**Required work:** Convert every line of the items below into a Markdown table with two columns, Row and Line. Number the rows in order and omit blank lines.

++++

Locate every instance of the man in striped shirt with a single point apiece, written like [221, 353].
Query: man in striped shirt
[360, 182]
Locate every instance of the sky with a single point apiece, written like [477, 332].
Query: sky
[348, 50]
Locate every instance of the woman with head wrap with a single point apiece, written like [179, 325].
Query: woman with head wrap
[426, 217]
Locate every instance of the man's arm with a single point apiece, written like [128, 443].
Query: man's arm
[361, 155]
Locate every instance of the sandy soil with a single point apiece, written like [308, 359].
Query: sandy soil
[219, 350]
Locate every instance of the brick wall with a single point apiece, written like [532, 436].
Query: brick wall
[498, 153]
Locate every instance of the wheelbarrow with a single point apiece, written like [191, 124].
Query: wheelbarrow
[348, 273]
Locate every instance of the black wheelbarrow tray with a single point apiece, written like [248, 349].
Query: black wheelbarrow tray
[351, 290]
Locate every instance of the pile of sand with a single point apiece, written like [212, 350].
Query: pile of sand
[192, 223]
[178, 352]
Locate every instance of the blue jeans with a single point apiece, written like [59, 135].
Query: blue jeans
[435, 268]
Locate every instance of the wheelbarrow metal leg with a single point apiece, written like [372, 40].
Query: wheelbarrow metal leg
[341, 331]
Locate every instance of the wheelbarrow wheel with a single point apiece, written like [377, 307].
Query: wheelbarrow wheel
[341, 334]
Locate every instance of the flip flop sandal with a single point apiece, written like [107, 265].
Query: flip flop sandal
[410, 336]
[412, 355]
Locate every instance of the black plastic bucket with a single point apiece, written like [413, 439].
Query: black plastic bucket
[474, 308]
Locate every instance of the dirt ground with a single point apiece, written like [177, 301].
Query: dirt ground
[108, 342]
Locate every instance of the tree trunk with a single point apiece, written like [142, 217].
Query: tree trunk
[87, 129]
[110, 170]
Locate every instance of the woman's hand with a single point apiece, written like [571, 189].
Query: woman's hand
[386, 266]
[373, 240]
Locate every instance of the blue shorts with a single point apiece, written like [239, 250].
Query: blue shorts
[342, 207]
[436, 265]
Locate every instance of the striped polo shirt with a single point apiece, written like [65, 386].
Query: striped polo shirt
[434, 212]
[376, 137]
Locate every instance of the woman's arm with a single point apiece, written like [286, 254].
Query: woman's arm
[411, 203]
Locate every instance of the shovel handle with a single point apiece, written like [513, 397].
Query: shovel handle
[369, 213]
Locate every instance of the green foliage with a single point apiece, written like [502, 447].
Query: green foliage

++++

**Output of the task:**
| Row | Line |
|---|---|
| 1 | Locate every instance of the man in striped shirt with a single point apiece, written like [221, 353]. |
| 2 | Query: man in striped shirt |
| 3 | [360, 182] |
| 4 | Locate every instance of the sky with a single point apiece, written like [477, 332]. |
| 5 | Query: sky |
| 6 | [348, 50] |
| 7 | Locate every instance of the woman with head wrap with a single point apiece, written like [179, 325]. |
| 8 | Query: woman with head wrap |
| 9 | [426, 217] |
| 10 | Locate every instance of the man's arm with a single point apiece, written like [128, 443]. |
| 11 | Query: man's arm |
| 12 | [361, 155] |
| 13 | Locate every instance of the sandy soil with a single point apiece, written like [308, 359]. |
| 14 | Query: sandy soil |
| 15 | [219, 350] |
| 16 | Locate every instance of the brick wall with a single point apiece, written like [532, 436]. |
| 17 | Query: brick wall |
| 18 | [498, 153] |
| 19 | Locate every instance of the wheelbarrow with a single point apiece, written like [191, 124]. |
| 20 | Query: wheelbarrow |
| 21 | [348, 273] |
| 22 | Locate every instance of the black wheelbarrow tray with a single point apiece, written like [248, 349]. |
| 23 | Query: black wheelbarrow tray |
| 24 | [351, 290] |
| 25 | Locate every instance of the pile of sand with a single point apiece, written like [212, 350]. |
| 26 | Query: pile of sand |
| 27 | [192, 223] |
| 28 | [178, 352] |
| 29 | Locate every instance of the blue jeans with a single point apiece, written like [59, 135]. |
| 30 | Query: blue jeans |
| 31 | [435, 268] |
| 32 | Locate every instance of the wheelbarrow metal leg with a single point apiece, written like [372, 40]. |
| 33 | Query: wheelbarrow metal leg |
| 34 | [341, 331] |
| 35 | Locate every instance of the wheelbarrow wheel with a single point apiece, written like [377, 307]. |
| 36 | Query: wheelbarrow wheel |
| 37 | [341, 334] |
| 38 | Locate every instance of the flip flop sandal with a single point apiece, written like [107, 265]. |
| 39 | Query: flip flop sandal |
| 40 | [410, 336] |
| 41 | [412, 355] |
| 42 | Locate every instance of the black plastic bucket with a single point apiece, written like [413, 439]. |
| 43 | Query: black plastic bucket |
| 44 | [474, 308] |
| 45 | Locate every instance of the dirt ground with a single point apiece, written like [177, 301]. |
| 46 | Query: dirt ground |
| 47 | [108, 342] |
| 48 | Locate every instance of the tree trunk with a single point apiece, written like [142, 217]. |
| 49 | Query: tree trunk |
| 50 | [87, 129] |
| 51 | [110, 170] |
| 52 | Locate every instance of the woman's hand with a single point apiece, written like [571, 189]. |
| 53 | Query: woman's hand |
| 54 | [386, 266] |
| 55 | [373, 240] |
| 56 | Locate every instance of the blue shorts with a single point apiece, written like [239, 250]. |
| 57 | Query: blue shorts |
| 58 | [342, 207] |
| 59 | [436, 265] |
| 60 | Locate every instance of the striped polo shirt with a single point apiece, written like [65, 386]. |
| 61 | Query: striped polo shirt |
| 62 | [434, 212] |
| 63 | [376, 137] |
| 64 | Locate every instance of the woman's arm with a single point apiece, written like [286, 254]. |
| 65 | Query: woman's arm |
| 66 | [411, 203] |
| 67 | Locate every instance of the shovel handle with a single point apiece, written like [513, 397]. |
| 68 | Query: shovel handle |
| 69 | [369, 213] |
| 70 | Locate every instance of the green foliage with a single point apiece, written like [502, 447]. |
| 71 | Query: green foliage |